• _EXCERPTED PASSAGE_:
↓↓↓

The Board of Education during their Tuesday work session approved of a new Tax Anticipation Note resolution sought from Polk School District administration to help ensure that bills will be paid through year’s end.
The resolution for the note for $5 million comes with a requirement that the money be used to pay the bills for the rest of the 2024 calendar year. The interest rate is set at 4.78% and has a maturity date of December 19.
Truist Bank’s Commercial Division is providing the TAN and will be holding the note through year’s end.
Per the resolution, the Board of Education undertook an “independent investigation of the present and future needs of the School District” to determine they would need the TAN to make it through the upcoming year.
The interest on the loan alone will cost the district an additional $239,000 when they pay off the note once property taxes are collected from bills going on this year.

↑↑↑

• _INSTRUCTIONS_:
[A] In the article on the Polk School District's tax anticipation note, what interest rate is set on the note?
[B] Resume the article on the Polk School District's tax anticipation note, starting after its final sentence.

[Saved entries]
↓↓↓

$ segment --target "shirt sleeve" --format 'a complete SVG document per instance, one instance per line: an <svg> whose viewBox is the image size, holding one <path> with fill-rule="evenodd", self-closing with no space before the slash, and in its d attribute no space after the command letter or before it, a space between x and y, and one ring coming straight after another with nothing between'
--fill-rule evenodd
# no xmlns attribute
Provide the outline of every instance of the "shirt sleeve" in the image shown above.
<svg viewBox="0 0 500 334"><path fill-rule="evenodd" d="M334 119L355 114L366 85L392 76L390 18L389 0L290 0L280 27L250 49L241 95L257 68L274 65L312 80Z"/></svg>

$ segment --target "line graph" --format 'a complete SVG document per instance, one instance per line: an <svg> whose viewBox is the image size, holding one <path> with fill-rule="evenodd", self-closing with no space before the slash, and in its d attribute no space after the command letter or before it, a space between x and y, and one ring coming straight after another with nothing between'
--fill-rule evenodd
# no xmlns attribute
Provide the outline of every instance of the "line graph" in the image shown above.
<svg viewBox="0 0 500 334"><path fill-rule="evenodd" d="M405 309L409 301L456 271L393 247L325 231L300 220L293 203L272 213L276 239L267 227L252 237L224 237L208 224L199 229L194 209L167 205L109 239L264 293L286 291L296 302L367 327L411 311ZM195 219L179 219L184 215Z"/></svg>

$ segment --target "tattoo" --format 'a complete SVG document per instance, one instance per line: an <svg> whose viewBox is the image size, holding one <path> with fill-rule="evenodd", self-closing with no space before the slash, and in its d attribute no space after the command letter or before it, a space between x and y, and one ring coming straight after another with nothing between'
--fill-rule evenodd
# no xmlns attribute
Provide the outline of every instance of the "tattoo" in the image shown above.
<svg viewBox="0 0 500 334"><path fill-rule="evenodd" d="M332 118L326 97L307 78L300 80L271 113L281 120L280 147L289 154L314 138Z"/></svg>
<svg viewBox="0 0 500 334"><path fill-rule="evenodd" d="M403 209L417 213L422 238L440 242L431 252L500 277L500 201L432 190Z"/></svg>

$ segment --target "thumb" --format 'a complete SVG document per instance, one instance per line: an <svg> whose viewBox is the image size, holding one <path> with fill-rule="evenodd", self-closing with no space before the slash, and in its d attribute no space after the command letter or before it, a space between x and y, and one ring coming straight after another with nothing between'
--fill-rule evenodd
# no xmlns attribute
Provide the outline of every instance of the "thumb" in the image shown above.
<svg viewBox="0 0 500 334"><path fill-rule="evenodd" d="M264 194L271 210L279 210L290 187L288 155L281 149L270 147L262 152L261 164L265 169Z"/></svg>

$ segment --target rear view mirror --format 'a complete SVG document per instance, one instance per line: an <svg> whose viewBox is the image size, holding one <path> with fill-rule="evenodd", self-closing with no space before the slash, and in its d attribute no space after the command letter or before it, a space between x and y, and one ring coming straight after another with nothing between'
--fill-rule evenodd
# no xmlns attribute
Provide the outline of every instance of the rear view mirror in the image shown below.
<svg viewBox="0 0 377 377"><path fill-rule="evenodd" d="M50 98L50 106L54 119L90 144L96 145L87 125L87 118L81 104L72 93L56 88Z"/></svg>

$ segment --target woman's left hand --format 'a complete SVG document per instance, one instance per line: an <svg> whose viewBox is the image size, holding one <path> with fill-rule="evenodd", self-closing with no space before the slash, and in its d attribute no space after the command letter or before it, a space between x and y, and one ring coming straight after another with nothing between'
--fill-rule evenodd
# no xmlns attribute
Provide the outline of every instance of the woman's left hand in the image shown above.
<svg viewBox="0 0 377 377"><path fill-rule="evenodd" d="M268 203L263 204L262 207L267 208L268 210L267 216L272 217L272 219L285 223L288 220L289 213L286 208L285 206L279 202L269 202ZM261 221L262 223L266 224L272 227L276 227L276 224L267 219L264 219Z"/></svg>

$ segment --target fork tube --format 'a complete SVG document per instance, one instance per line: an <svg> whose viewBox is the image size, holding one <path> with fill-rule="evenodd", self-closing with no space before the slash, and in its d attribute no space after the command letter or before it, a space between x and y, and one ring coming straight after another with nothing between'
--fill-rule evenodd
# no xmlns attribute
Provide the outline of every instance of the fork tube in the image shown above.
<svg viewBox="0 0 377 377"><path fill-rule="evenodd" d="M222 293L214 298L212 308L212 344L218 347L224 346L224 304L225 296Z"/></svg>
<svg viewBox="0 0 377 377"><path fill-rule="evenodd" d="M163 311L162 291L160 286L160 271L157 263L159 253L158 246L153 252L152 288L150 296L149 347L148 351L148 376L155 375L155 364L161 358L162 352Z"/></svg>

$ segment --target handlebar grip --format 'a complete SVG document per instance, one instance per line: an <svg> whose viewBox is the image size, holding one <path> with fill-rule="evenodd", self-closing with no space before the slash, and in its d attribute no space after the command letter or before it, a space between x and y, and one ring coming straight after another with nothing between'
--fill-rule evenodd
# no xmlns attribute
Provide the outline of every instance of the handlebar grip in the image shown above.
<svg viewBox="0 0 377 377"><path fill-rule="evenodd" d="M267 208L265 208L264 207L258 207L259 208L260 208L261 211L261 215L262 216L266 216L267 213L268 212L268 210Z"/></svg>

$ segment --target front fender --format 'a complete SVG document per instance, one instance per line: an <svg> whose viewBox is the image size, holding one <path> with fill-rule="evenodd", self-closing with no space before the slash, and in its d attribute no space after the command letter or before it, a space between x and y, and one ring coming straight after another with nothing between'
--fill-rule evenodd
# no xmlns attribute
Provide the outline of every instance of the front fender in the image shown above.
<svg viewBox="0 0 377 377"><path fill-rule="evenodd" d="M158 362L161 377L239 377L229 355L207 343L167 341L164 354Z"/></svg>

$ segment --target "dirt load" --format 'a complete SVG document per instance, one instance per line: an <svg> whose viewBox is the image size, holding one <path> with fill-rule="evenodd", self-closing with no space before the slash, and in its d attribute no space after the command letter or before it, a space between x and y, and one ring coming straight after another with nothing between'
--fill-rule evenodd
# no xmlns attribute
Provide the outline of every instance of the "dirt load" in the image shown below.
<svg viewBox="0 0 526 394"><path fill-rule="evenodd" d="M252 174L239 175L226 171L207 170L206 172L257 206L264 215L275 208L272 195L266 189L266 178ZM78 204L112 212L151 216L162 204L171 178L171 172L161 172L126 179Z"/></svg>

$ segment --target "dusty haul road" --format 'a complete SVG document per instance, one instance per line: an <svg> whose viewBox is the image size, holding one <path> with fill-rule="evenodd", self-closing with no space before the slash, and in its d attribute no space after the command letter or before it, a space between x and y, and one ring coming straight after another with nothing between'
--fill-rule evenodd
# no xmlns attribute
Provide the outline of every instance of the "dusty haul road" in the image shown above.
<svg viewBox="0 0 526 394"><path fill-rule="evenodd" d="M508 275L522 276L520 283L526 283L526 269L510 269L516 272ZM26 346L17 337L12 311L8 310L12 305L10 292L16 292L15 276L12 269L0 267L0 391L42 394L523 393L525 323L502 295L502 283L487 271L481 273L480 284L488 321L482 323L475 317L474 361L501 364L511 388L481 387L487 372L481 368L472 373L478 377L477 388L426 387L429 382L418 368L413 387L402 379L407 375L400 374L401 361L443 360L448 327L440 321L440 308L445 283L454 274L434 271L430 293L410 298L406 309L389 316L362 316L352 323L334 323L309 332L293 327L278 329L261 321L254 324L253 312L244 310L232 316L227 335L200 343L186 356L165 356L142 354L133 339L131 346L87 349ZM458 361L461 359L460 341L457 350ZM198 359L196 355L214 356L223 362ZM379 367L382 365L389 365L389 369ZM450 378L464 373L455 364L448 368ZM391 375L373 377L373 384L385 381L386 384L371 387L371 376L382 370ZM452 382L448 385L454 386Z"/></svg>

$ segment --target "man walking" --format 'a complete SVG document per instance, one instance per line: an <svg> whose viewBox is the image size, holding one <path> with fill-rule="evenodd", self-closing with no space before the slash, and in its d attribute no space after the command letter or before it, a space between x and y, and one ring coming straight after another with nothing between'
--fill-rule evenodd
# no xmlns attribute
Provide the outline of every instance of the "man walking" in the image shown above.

↑↑↑

• _RESULTS_:
[A] 4.78%

[B]
Superintendent Dr. Katie Thomas provided the following statement about the TAN by email:
“Tax Anticipation Notes (TAN) are often used by school districts that do not have large fund balances. Due to the uneven timeline of receiving state funds and property tax disbursements, TANs are short-term (six-month) loans, that assist districts in cash-flow operations until such funds are collected. For example, our new fiscal year starts in July, we start school in August and begin paying employees; however, we do not receive the majority of our property tax collections until November creating a budget shortfall during that period. Thus, school districts use TANs to bridge that gap.”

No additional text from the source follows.